Document text:
* * * * * * *
Showing posts with label city. Show all posts
Showing posts with label city. Show all posts

Saturday, July 22, 2023

about a sunrise in July


The sunrise set alight the purring strip of river reaching across to me from the far banks. I felt as though I had for the first time in years the patient attention of some beautiful stranger. But the orange was, I knew, mistaken about me and very soon to pass, and the next week would resume in the bright blur of faces on sidewalks and the dark reluctance of the few fading hours of breathing room inside at night.

Saturday, February 17, 2018

about a sunny winter day in St. Louis


Try to recognize the city's constancy. Mortar, red brick; work, manufacturing, beer; centered, unswept; the seam of the nation's identity. (Blight, represented by vacant, deteriorating husks in some sections, yes; but, even there, where history has paused, one can identify with the condemned.) Remember driving down Chouteau one February morning, old red-brick buildings on your right, and how rusted-out gutters, flecked in sea green, plunged down from the rooftops to lie shedding in time's gardens of grit and debris.


Note: Also remember the colors of the changing Maples on X Street, next to the house; Broadway's beautiful industry buildings (never could figure out if people were actually working there); mothers walking kids to the school buses on Chippewa; and smelling bread while walking to the front gate on a chilly day.



Saturday, November 15, 2014

nothing (inf.)


I missed the exit and ended up having to loop around the collision course.


Tuesday, March 05, 2013

about how everyone is so nice


When you move somewhere new, you might find a lot of the people there are nice. This is because you are more likely to ask people for help and information and, naturally, they oblige best they can. Where you're from, you rarely had to ask people for help because you knew the area, the weather patterns and expectations, the laws and ordinances, and so on. So people there were just people you had to share the city with. Your new neighbors are people you try to get along with.
* * * * * * *
Data under study:
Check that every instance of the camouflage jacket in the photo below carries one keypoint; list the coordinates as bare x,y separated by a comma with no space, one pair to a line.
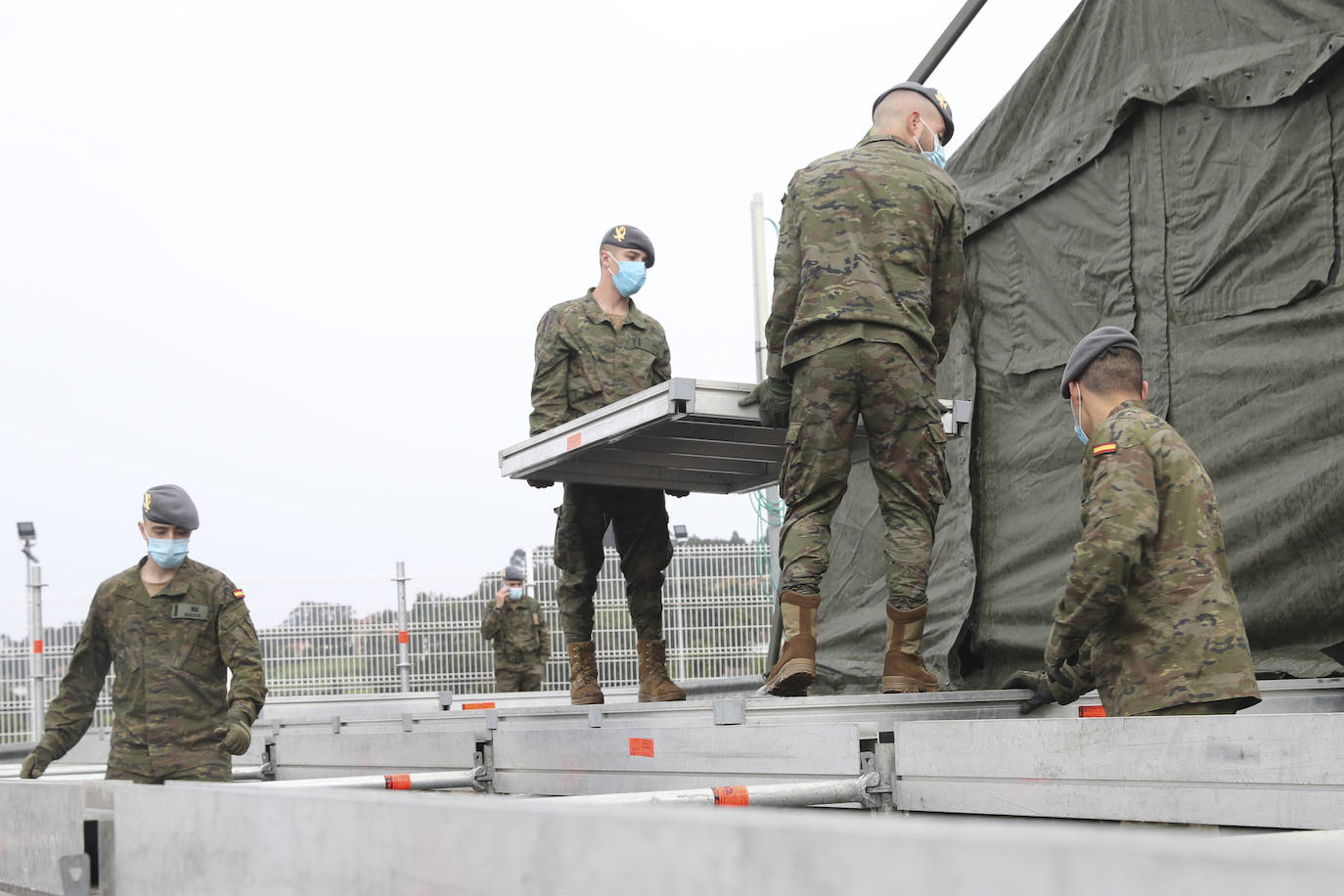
1148,590
171,653
519,632
870,248
584,363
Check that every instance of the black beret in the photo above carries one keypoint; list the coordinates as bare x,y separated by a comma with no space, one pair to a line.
171,506
1091,347
931,96
625,236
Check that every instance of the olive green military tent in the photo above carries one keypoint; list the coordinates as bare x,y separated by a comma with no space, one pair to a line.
1176,169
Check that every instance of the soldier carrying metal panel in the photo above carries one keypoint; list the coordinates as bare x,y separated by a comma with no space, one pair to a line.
590,352
173,629
515,623
867,284
1148,612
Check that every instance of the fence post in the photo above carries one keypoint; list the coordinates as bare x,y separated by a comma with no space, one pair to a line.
403,637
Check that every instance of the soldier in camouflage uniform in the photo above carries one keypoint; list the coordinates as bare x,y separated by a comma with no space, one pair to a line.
1148,612
593,351
173,629
867,283
515,622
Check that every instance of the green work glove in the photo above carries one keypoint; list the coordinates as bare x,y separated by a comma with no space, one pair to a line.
1034,681
236,733
35,763
773,395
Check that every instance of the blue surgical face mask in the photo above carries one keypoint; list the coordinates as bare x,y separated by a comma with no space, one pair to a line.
1078,428
935,154
168,553
628,277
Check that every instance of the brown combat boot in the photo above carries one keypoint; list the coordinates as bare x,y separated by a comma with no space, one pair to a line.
584,688
797,665
904,669
654,683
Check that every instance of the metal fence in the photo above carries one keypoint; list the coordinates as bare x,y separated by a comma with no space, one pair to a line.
717,608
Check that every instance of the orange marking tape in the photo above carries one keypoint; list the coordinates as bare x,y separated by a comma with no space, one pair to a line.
732,795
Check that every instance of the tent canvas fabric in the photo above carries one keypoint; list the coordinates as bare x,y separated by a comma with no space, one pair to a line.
1176,169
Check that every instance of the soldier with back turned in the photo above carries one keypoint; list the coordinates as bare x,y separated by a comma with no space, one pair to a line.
867,283
173,629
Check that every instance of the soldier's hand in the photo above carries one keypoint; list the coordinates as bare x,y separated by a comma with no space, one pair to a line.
35,763
236,733
1034,681
773,395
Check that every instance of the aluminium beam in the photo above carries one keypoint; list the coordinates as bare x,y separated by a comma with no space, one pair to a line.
682,434
1254,770
208,838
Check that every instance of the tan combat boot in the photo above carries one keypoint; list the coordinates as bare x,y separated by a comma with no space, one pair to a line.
654,684
904,669
797,665
584,688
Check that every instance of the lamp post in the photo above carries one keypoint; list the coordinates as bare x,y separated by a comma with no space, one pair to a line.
36,664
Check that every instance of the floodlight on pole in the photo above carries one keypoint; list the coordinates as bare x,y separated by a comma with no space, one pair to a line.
36,665
28,533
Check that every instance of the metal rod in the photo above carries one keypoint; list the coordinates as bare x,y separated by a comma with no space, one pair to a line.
38,666
811,792
412,781
944,43
403,639
758,281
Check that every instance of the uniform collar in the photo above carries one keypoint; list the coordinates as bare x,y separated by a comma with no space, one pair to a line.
596,315
130,586
876,139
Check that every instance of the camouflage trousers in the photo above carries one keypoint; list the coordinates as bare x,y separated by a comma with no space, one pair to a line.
222,770
510,677
639,518
906,441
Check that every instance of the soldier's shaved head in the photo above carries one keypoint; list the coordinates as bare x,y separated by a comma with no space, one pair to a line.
1116,371
895,115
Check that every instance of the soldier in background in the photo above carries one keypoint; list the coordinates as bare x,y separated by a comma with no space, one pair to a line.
1148,612
175,629
590,352
867,283
516,626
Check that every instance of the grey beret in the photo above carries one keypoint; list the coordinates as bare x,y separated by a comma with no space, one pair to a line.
171,506
625,236
1091,347
931,96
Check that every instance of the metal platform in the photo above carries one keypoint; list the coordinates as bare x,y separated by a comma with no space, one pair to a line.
934,755
683,434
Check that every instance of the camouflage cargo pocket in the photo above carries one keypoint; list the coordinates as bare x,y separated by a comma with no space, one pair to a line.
790,471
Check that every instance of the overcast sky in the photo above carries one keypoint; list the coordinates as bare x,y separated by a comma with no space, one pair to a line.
291,255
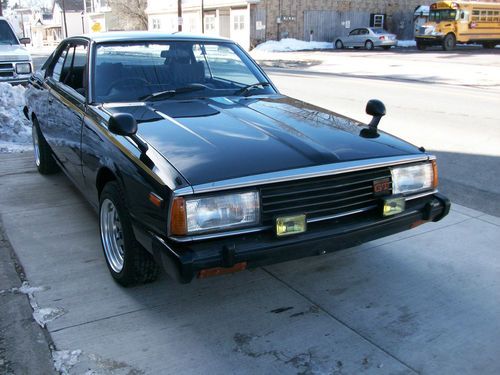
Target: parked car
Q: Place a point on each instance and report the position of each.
(15, 61)
(367, 37)
(195, 162)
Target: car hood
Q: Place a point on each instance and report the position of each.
(214, 139)
(13, 53)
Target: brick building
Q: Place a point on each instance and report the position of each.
(250, 22)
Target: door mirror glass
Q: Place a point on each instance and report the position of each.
(122, 124)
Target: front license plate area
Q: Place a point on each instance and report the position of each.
(288, 225)
(393, 206)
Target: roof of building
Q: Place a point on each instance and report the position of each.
(127, 36)
(71, 5)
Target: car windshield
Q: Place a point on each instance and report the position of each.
(6, 34)
(442, 15)
(175, 69)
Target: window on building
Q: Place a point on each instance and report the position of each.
(239, 22)
(156, 24)
(210, 23)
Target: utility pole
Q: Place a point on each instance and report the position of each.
(202, 18)
(64, 19)
(179, 14)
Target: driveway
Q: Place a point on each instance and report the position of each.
(423, 301)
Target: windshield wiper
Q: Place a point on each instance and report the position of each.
(160, 95)
(244, 90)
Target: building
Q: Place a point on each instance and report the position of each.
(71, 23)
(250, 22)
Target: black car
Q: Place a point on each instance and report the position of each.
(197, 163)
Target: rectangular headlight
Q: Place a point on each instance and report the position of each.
(215, 213)
(413, 178)
(23, 68)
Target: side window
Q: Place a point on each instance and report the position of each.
(57, 68)
(73, 71)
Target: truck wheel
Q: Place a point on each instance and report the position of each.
(128, 262)
(449, 42)
(421, 46)
(44, 159)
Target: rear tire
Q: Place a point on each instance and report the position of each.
(128, 262)
(449, 42)
(44, 158)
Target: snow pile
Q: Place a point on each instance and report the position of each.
(41, 315)
(65, 359)
(290, 44)
(15, 129)
(406, 43)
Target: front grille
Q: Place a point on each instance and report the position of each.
(321, 196)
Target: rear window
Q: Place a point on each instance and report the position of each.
(6, 34)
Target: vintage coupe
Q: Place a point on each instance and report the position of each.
(197, 163)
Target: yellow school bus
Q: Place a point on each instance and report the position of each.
(452, 22)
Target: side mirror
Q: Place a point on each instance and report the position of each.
(124, 124)
(376, 109)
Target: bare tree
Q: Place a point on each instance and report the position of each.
(130, 14)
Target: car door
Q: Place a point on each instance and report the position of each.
(66, 105)
(351, 38)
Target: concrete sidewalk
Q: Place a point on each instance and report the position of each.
(477, 68)
(423, 301)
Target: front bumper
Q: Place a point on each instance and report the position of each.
(184, 261)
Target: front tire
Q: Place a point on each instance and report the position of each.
(449, 42)
(128, 262)
(44, 158)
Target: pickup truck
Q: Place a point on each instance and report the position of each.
(15, 61)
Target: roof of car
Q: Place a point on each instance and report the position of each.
(128, 36)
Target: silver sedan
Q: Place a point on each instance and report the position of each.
(367, 37)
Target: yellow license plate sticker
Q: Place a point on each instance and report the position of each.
(393, 206)
(288, 225)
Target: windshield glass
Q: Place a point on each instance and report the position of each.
(176, 69)
(442, 15)
(6, 34)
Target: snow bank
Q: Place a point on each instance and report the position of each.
(406, 43)
(15, 129)
(290, 44)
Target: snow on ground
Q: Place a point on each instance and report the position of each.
(290, 44)
(406, 43)
(65, 359)
(15, 129)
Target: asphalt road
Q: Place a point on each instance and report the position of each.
(460, 125)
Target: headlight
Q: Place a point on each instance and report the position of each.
(414, 178)
(214, 213)
(23, 68)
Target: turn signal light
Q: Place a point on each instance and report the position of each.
(435, 179)
(178, 222)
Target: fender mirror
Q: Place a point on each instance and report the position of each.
(124, 124)
(376, 109)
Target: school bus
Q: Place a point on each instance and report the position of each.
(452, 22)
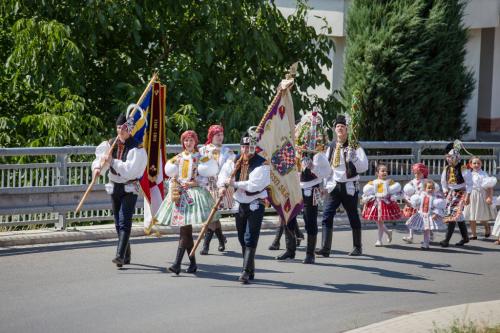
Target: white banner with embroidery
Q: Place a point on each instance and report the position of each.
(276, 145)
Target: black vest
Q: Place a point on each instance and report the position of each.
(254, 162)
(350, 168)
(129, 144)
(307, 175)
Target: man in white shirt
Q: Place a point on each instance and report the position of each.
(126, 164)
(343, 187)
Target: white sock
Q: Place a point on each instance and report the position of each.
(380, 226)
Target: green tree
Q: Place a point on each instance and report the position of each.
(406, 60)
(76, 64)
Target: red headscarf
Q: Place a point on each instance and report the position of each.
(420, 167)
(212, 131)
(189, 134)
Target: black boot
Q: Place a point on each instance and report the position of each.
(276, 242)
(176, 267)
(451, 228)
(299, 236)
(326, 234)
(465, 235)
(248, 265)
(291, 245)
(222, 239)
(356, 242)
(121, 248)
(192, 263)
(206, 242)
(128, 254)
(311, 245)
* * * * * * *
What you need to do:
**A.** In the city blog posts, which street was the writer driving down one February morning?
**B.** In the city blog posts, copy the passage starting at the words "about how everyone" and ending after "get along with.", swapping "neighbors" for "coworkers".
The records have no connection to the city blog posts.

Answer section:
**A.** Chouteau

**B.**
about how everyone is so nice


When you move somewhere new, you might find a lot of the people there are nice. This is because you are more likely to ask people for help and information and, naturally, they oblige best they can. Where you're from, you rarely had to ask people for help because you knew the area, the weather patterns and expectations, the laws and ordinances, and so on. So people there were just people you had to share the city with. Your new coworkers are people you try to get along with.